» **PROVIDED RECORDS**:
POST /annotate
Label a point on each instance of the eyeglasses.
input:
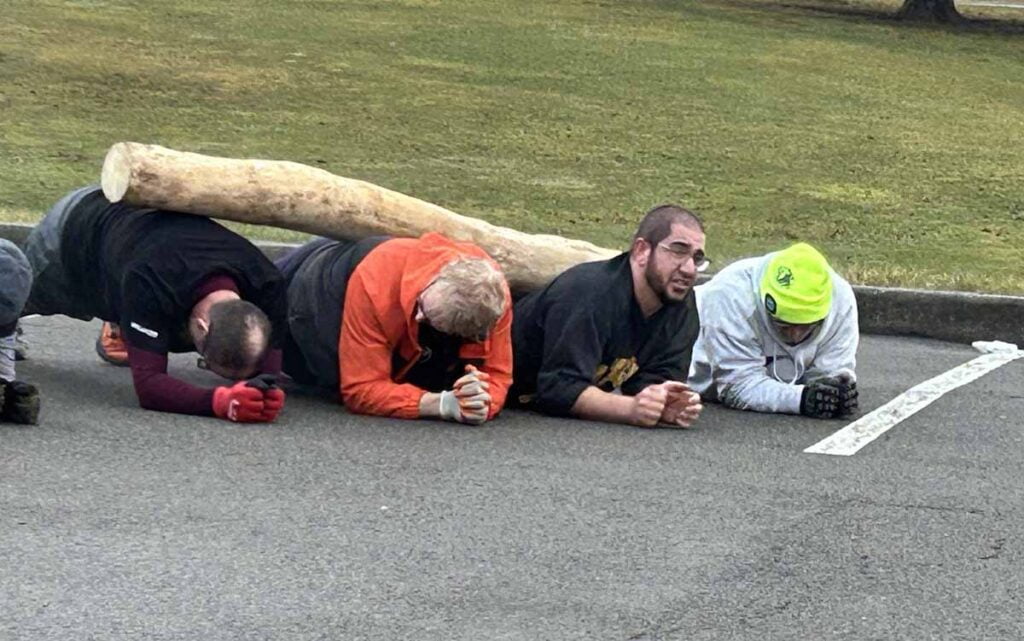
(679, 256)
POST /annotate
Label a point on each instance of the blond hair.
(471, 295)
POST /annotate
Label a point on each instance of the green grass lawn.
(897, 148)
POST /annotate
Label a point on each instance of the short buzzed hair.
(238, 338)
(656, 223)
(472, 297)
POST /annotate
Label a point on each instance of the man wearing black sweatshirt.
(611, 340)
(172, 283)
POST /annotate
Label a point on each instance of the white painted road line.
(851, 438)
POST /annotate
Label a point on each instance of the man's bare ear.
(640, 252)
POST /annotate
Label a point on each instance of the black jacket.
(586, 328)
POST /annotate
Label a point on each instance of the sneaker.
(111, 346)
(20, 346)
(20, 402)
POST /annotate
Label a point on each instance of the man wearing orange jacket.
(407, 328)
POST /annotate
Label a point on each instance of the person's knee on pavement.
(18, 400)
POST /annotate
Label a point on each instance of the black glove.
(821, 398)
(20, 402)
(263, 382)
(847, 398)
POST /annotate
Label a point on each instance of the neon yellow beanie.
(797, 285)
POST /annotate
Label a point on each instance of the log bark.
(297, 197)
(933, 10)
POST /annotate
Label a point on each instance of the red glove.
(273, 400)
(240, 403)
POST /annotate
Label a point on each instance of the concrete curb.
(954, 316)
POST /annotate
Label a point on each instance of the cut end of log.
(116, 175)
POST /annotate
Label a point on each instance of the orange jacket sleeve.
(499, 361)
(365, 361)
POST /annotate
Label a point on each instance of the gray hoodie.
(740, 360)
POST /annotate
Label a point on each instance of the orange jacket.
(378, 318)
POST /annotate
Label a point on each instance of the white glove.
(471, 410)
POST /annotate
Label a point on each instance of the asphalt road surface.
(121, 523)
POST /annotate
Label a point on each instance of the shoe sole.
(107, 358)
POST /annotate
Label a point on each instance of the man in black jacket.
(611, 340)
(172, 283)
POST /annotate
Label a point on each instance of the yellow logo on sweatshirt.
(619, 373)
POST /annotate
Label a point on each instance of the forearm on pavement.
(430, 406)
(157, 390)
(595, 404)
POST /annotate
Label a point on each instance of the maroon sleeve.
(161, 392)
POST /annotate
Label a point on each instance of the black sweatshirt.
(586, 328)
(142, 268)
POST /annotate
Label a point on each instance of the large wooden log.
(305, 199)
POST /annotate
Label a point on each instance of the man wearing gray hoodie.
(778, 334)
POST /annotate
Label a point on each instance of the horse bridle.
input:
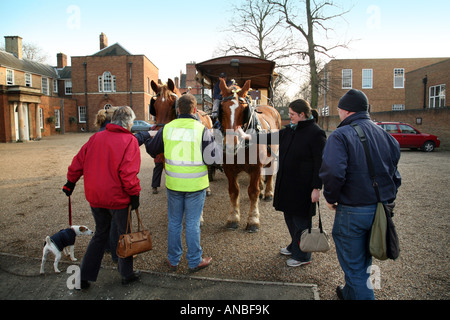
(152, 106)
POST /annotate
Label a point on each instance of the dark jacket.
(344, 171)
(211, 153)
(299, 163)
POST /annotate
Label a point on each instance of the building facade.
(382, 80)
(109, 78)
(31, 102)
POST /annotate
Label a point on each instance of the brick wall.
(383, 94)
(434, 121)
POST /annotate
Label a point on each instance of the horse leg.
(233, 189)
(268, 193)
(253, 194)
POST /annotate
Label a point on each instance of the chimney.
(13, 44)
(103, 41)
(61, 59)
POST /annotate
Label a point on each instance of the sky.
(173, 33)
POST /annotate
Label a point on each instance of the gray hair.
(124, 117)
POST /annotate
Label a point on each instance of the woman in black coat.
(298, 185)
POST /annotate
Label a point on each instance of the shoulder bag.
(134, 242)
(383, 242)
(315, 239)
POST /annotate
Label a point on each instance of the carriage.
(240, 68)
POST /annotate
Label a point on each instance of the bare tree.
(258, 30)
(34, 53)
(307, 19)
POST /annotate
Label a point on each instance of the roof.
(113, 50)
(9, 60)
(259, 71)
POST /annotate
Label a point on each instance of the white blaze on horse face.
(233, 108)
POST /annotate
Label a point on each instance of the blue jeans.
(351, 232)
(189, 204)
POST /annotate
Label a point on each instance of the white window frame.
(347, 78)
(82, 114)
(41, 118)
(437, 96)
(9, 77)
(399, 76)
(44, 84)
(28, 80)
(57, 118)
(367, 78)
(68, 86)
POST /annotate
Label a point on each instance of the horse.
(255, 159)
(164, 105)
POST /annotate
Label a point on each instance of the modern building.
(382, 80)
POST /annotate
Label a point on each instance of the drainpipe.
(425, 81)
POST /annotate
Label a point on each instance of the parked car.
(409, 137)
(141, 125)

» **WRITTEN EXERCISE**: Go through the listing above and write it out again exactly, dropping the pictures.

» **WORKED SOLUTION**:
POST /annotate
Label a point on each instance of the eyeglasses.
input:
(679, 256)
POST /annotate
Label a point on each instance of the blond hair.
(471, 295)
POST /annotate
Label a point on each instance of the green grass lawn.
(897, 148)
POST /annotate
Label a point on each instance of the short buzzed hair.
(238, 338)
(656, 223)
(472, 297)
POST /annotate
Label a point on each instance of the man wearing black sweatshirt.
(611, 340)
(172, 283)
POST /annotate
Label a point on each instance of the white painted road line.
(851, 438)
POST /annotate
Label a point on each instance of the man's bare ear.
(640, 252)
POST /annotate
Label a point on each instance of the black jacket.
(586, 328)
POST /annotate
Label a point on each instance of the sneaker.
(111, 346)
(20, 346)
(20, 402)
POST /annotate
Label a point on each instance of the man wearing orange jacket.
(407, 328)
POST /annotate
Label a point on each instance of the person's knee on pavement.
(18, 400)
POST /annotate
Label a point on each instance of the black glove.
(821, 398)
(20, 402)
(263, 382)
(847, 398)
POST /annotate
Label a point on each instance of the neon yellow beanie.
(797, 285)
POST /annotate
Label a point on each instance of the log bark.
(297, 197)
(933, 10)
POST /annotate
Label a point on each instance of the red glove.
(273, 400)
(240, 403)
POST /annotate
Label a point on each instance of the concrete curb.
(954, 316)
POST /annotate
Label a point on each instance of the cut end of log.
(116, 175)
POST /annotate
Label a point on each instance of the orange jacket sleeve.
(499, 361)
(365, 361)
POST /annotate
Label a point on each instance of the gray hoodie.
(740, 360)
POST /annotate
Label a point on each instance of the orange jacket.
(378, 318)
POST /annotate
Label a point on each instance of the white glove.
(471, 410)
POST /annotate
Label a point on each instance of the asphalt road surface.
(121, 523)
POST /annotate
Label a point on each instance of the shoe sole.
(107, 358)
POST /annotate
Label a point on each instance of the man in black jacket.
(611, 340)
(172, 283)
POST /annotate
Label a point on each instance of the yellow logo on sweatshirt.
(619, 373)
POST /annotate
Label a point on each instance of the forearm on pavement.
(430, 406)
(157, 390)
(595, 404)
POST /annotate
Label a point on each instance of the maroon sleeve.
(161, 392)
POST /annotate
Label a point on each instance of the black sweatshirt.
(586, 328)
(142, 268)
POST /annotate
Label a point on each instance of the large wooden log.
(305, 199)
POST /annotate
Label a point on each instance of the man wearing gray hoodie.
(778, 334)
POST /annotate
Label a point on each instance of the horse bridle.
input:
(152, 106)
POST /annotate
Label a point on each instance of the dark jacket.
(344, 171)
(211, 153)
(299, 163)
POST /annotate
Label a point on each instance of the building facade.
(382, 80)
(109, 78)
(31, 102)
POST /annotate
Label a point on each instance of the brick wall.
(383, 94)
(434, 121)
POST /annotate
Label a point on each instance of the horse leg.
(233, 189)
(268, 193)
(253, 194)
POST /annotate
Label a point on each instance of the chimney.
(13, 44)
(103, 41)
(61, 59)
POST /annotate
Label a point on each instance of the sky.
(173, 33)
POST /annotate
Label a point on each instance of the gray hair.
(124, 117)
POST /annotate
Label a point on each instance of the woman in black coat.
(298, 185)
POST /annotate
Label a point on each instance of the shoulder bag.
(134, 242)
(383, 242)
(315, 239)
POST /annotate
Label a point on each instance of the carriage.
(240, 68)
POST /annotate
Label a point on each instance of the bare tree.
(258, 30)
(34, 53)
(307, 19)
POST /annotate
Label a point on each instance of the roof.
(113, 50)
(9, 60)
(259, 71)
POST /annotate
Label a point on each instance of the white blaze on horse face.
(233, 108)
POST /annotate
Label a point on each instance of the blue jeans.
(351, 232)
(189, 204)
POST /annotate
Label a point on each instance of the white window frame.
(347, 78)
(82, 114)
(41, 118)
(437, 96)
(9, 77)
(399, 76)
(44, 84)
(28, 80)
(57, 118)
(367, 78)
(68, 86)
POST /annotate
Label a point on each instance of the horse.
(255, 159)
(164, 105)
POST /annotate
Label a point on each instance of the modern building.
(382, 80)
POST /annotate
Label a point on each instance of the drainpipe.
(425, 81)
POST /annotate
Label a point on each instance of the parked car.
(409, 137)
(141, 125)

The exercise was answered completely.